-- KUTIPAN YANG DIBERIKAN --

Sejumlah Bank Besar Buyback di Tengah Koreksi IHSG, Ini Jadwal dan Alokasi Dampaknya

19 Maret, 2025 15:17 WIB

Penulis:Idham Nur Indrajaya

Editor:Amirudin Zuhri

pos-credit-card-settlement-instead-cash-settlement-shopping.jpg
Ilustrasi bank. (Freepik)

JAKARTA - Indeks Harga Saham Gabungan (IHSG) mengalami tekanan hebat hingga anjlok 6,12% pada perdagangan Selasa, 18 Maret 2025, menjadikannya indeks paling terpuruk di Asia. 

Dalam menghadapi volatilitas ini, Otoritas Jasa Keuangan (OJK) mengambil langkah strategis dengan mengizinkan emiten melakukan pembelian kembali saham (buyback) tanpa perlu melalui Rapat Umum Pemegang Saham (RUPS).

Kepala Eksekutif Pengawas Pasar Modal OJK, Inarno Djajadi, menegaskan bahwa kebijakan ini bertujuan memberikan fleksibilitas bagi perusahaan dalam merespons tekanan pasar. 

OJK berharap buyback tanpa RUPS memberi sinyal positif bahwa perusahaan memiliki fundamental yang baik, meningkatkan kepercayaan pasar, serta memberikan fleksibilitas bagi perusahaan dalam menghadapi kondisi pasar yang tidak menentu.

IHSG telah mengalami tren penurunan tajam sejak September 2024, dengan koreksi sebesar 1.682 poin atau turun 21,28%. Di tengah aksi jual besar-besaran ini, Bursa Efek Indonesia (BEI) bahkan memberlakukan trading halt pada pukul 11.19 WIB guna menjaga stabilitas pasar.

Daftar Bank yang Melakukan Buyback Saham 

Sejumlah bank besar telah mengumumkan rencana buyback saham dengan alokasi dana yang signifikan. Berikut daftar bank yang melakukan buyback beserta jumlah alokasi dana dan batas waktunya:

  1. PT Bank Rakyat Indonesia Tbk (BBRI) – Rp3 triliun (hingga 24 Maret 2025)
  2. PT Bank Mandiri Tbk (BMRI) – Rp1,17 triliun (hingga 25 Maret 2025)
  3. PT Bank Negara Indonesia Tbk (BBNI) – Rp1,5 triliun (hingga 26 Maret 2025)
  4. PT Bank CIMB Niaga Tbk (BNGA) – Rp450 juta (hingga 14 April 2025)
  5. PT Bank OCBC NISP Tbk (NISP) – Rp800 juta (hingga 20 Maret 2025)

-- TINDAKAN YANG DIMINTA A --
Jawab pertanyaan berikut dari artikel buyback bank:
(i) Berapa persen IHSG anjlok pada perdagangan Selasa, 18 Maret 2025?
(ii) Pada pukul berapa Bursa Efek Indonesia memberlakukan trading halt?
(iii) Berapa alokasi dana buyback PT Bank Negara Indonesia Tbk (BBNI)?
-- TINDAKAN YANG DIMINTA B --
Salin bagian artikel buyback bank seluruhnya, mulai dari "2. PT Bank Mandiri" hingga "20 Maret 2025)", tanpa mengubah satu kata pun.
-- TINDAKAN YANG DIMINTA C --
Tentukan apakah setiap pernyataan berikut sesuai dengan artikel buyback bank. Jawab ya atau tidak dan kutip kata-kata artikel yang menentukan.
(i) OJK mengizinkan emiten membeli kembali sahamnya tanpa RUPS.
(ii) Sejak September 2024, IHSG terkoreksi lebih dari 2.000 poin.
(iii) Batas waktu buyback PT Bank CIMB Niaga Tbk jatuh pada 14 April 2025.
Kerjakan semuanya hanya berdasarkan artikel buyback bank di atas.

-- DATA BAHAN --
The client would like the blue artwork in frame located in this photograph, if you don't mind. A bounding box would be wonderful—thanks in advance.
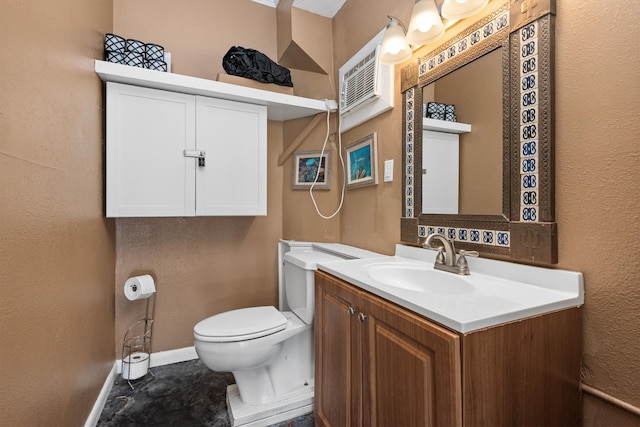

-- JAWABAN TERTULIS A --
(i) 6,12%.
(ii) Pukul 11.19 WIB.
(iii) Rp1,5 triliun.

-- JAWABAN TERTULIS B --
2. PT Bank Mandiri Tbk (BMRI) – Rp1,17 triliun (hingga 25 Maret 2025)
  3. PT Bank Negara Indonesia Tbk (BBNI) – Rp1,5 triliun (hingga 26 Maret 2025)
  4. PT Bank CIMB Niaga Tbk (BNGA) – Rp450 juta (hingga 14 April 2025)
  5. PT Bank OCBC NISP Tbk (NISP) – Rp800 juta (hingga 20 Maret 2025)

-- JAWABAN TERTULIS C --
(i) Ya: "mengizinkan emiten melakukan pembelian kembali saham (buyback) tanpa perlu melalui Rapat Umum Pemegang Saham (RUPS)"
(ii) Tidak: "dengan koreksi sebesar 1.682 poin atau turun 21,28%"
(iii) Ya: "PT Bank CIMB Niaga Tbk (BNGA) – Rp450 juta (hingga 14 April 2025)"